Saved entries:
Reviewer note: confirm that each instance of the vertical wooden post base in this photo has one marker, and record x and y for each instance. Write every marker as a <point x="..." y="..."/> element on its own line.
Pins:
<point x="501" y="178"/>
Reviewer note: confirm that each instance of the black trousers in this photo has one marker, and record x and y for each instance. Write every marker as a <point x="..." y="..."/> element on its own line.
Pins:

WHAT YOU NEED TO DO: Where a line of the records has the string "this", return that line.

TASK ANSWER:
Reviewer note: confirm that each instance of the vertical wooden post base in this photo has one marker, and record x and y for each instance. Write every marker as a <point x="..." y="..."/> element on its own line.
Reviewer note: confirm that each instance of the black trousers in this photo has one marker, and record x and y for each instance. Write every marker as a <point x="..." y="..."/> element on its own line.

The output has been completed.